▸ Exercise instructions:
Copy everything from the line containing "If you could locate the stack" down to the last of the lines below, with nothing changed.

▸ Saved lines:
▽

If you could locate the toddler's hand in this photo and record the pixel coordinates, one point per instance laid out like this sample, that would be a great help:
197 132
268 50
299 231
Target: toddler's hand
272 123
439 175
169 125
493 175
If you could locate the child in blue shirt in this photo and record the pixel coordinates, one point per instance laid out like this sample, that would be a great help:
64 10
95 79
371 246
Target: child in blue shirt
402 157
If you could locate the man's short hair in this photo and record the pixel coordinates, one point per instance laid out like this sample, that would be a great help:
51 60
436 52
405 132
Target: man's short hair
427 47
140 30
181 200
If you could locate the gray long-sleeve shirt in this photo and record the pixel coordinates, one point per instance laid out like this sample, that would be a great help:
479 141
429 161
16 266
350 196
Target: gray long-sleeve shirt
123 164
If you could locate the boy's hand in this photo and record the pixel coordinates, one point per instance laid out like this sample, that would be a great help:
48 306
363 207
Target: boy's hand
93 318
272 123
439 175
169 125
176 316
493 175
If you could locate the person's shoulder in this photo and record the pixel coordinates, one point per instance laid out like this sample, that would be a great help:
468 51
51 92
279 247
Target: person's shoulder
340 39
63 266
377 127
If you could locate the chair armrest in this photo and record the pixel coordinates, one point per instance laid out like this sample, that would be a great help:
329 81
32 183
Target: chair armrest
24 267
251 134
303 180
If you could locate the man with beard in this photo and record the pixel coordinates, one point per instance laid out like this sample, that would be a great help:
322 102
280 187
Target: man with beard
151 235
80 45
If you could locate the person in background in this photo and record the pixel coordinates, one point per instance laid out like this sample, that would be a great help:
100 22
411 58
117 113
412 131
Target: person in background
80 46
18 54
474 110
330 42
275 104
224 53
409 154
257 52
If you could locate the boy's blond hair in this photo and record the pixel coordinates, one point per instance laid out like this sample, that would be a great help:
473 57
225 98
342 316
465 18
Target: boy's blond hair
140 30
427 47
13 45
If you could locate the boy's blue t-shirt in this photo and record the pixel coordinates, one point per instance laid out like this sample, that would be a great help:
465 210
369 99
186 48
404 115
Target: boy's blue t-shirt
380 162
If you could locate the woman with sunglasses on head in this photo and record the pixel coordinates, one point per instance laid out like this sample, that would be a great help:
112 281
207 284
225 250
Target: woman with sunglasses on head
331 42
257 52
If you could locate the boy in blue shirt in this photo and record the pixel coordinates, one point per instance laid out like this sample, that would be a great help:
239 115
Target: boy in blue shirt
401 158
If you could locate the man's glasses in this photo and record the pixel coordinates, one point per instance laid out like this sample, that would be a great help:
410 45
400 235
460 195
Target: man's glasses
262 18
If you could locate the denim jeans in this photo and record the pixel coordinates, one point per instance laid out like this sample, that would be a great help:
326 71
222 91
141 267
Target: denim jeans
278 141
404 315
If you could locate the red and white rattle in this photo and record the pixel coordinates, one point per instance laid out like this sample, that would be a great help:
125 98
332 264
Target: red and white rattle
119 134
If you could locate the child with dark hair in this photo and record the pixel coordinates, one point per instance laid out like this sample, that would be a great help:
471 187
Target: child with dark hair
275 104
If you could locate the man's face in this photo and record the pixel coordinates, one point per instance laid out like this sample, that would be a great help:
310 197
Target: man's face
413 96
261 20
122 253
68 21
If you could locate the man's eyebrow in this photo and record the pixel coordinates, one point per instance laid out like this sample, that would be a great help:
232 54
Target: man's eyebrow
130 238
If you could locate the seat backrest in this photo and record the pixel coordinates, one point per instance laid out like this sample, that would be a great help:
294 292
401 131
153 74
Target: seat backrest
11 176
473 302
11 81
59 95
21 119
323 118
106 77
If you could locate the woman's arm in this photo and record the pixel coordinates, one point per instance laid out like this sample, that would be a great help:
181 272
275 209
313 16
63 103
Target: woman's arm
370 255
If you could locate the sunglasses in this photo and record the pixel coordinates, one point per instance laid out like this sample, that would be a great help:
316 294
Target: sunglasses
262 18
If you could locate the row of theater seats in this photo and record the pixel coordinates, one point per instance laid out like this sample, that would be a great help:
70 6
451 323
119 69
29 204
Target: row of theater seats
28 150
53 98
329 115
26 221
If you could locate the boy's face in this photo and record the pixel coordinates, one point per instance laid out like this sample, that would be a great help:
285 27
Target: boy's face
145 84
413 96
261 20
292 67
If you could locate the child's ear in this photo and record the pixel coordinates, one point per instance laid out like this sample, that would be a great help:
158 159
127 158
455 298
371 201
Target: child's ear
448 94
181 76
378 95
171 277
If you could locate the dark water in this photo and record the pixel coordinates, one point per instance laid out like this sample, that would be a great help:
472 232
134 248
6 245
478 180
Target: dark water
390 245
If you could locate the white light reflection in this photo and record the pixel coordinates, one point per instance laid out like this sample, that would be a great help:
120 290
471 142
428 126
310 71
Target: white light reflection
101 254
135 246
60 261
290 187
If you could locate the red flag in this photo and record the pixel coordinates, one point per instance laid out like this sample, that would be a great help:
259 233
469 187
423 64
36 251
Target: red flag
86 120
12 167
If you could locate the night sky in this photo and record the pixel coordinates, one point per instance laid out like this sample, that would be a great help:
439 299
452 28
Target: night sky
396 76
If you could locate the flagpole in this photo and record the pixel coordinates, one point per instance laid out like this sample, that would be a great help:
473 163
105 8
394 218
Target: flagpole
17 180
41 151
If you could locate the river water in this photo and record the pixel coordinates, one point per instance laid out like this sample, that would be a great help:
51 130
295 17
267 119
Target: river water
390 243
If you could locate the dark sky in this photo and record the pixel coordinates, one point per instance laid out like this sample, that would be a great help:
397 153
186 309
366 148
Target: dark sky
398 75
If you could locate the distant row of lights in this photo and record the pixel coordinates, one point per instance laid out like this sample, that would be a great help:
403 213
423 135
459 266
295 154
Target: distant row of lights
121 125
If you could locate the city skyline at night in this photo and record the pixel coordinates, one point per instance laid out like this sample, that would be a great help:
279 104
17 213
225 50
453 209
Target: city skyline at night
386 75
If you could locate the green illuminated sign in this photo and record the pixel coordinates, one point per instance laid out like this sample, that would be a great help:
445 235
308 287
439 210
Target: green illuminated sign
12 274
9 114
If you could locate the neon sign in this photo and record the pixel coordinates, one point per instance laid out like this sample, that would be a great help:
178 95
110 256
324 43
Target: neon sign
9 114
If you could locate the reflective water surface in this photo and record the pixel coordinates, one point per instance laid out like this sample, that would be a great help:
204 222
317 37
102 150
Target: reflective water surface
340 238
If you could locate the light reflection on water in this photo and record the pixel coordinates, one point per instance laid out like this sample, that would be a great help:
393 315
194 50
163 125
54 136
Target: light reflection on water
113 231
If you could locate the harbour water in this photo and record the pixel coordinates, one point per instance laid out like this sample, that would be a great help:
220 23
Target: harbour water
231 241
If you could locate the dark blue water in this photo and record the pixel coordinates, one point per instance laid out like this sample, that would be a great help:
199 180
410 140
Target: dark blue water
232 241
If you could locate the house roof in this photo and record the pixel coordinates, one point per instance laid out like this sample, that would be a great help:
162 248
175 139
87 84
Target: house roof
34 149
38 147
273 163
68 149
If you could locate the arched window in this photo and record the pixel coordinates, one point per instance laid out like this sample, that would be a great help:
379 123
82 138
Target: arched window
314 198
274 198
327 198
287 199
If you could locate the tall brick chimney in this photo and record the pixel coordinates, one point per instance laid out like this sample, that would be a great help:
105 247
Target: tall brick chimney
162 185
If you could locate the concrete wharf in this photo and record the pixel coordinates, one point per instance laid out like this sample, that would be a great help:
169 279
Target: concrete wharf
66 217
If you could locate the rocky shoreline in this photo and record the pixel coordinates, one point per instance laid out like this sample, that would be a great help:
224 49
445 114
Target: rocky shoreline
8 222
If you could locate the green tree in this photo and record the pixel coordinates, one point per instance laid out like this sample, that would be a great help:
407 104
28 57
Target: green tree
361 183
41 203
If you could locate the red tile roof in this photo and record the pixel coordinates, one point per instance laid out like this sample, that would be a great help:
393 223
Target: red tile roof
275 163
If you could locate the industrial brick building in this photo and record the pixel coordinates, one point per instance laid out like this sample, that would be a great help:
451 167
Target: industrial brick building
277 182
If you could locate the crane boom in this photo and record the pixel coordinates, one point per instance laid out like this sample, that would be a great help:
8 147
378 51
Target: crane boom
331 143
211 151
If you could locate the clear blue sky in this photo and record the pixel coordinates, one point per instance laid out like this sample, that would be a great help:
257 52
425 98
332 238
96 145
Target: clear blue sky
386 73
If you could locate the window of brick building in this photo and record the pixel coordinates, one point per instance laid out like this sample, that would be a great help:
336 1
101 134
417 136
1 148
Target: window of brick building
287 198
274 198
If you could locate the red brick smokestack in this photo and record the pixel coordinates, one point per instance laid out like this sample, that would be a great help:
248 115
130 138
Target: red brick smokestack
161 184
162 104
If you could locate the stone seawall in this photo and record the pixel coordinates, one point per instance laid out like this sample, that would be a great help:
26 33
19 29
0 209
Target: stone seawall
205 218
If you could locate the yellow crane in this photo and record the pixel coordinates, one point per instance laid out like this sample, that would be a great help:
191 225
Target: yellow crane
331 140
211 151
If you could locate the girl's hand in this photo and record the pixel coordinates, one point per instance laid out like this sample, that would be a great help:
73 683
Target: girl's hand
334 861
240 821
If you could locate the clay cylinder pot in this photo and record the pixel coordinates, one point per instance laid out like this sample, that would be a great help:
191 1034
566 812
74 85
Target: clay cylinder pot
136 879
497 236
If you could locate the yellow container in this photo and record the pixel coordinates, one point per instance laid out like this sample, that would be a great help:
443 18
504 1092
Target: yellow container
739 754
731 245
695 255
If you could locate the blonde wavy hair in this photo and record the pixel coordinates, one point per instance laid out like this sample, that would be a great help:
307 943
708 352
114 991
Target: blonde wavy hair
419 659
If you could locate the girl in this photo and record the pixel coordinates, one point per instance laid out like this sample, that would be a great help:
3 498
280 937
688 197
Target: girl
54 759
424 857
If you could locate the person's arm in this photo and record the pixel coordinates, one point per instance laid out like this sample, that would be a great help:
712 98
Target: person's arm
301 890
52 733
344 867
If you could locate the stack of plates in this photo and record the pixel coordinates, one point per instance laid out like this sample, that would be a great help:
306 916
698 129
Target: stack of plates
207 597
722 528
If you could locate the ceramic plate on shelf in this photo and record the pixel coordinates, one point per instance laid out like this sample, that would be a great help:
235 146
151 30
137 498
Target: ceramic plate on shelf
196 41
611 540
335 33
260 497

△

▸ Exercise result:
If you could locate the stack of plates in this photo and record the pixel coordinates, one point per instance laid out like this sample, that would be a great help:
306 916
698 129
Target: stack of plates
207 597
722 528
If you could locate the ceramic plate on shelf in this photo and record the pixel coordinates, one point per instance laid out like this sample, that would be a great help:
235 146
151 30
137 498
Target: ceramic plate on shelf
196 41
611 540
335 33
260 497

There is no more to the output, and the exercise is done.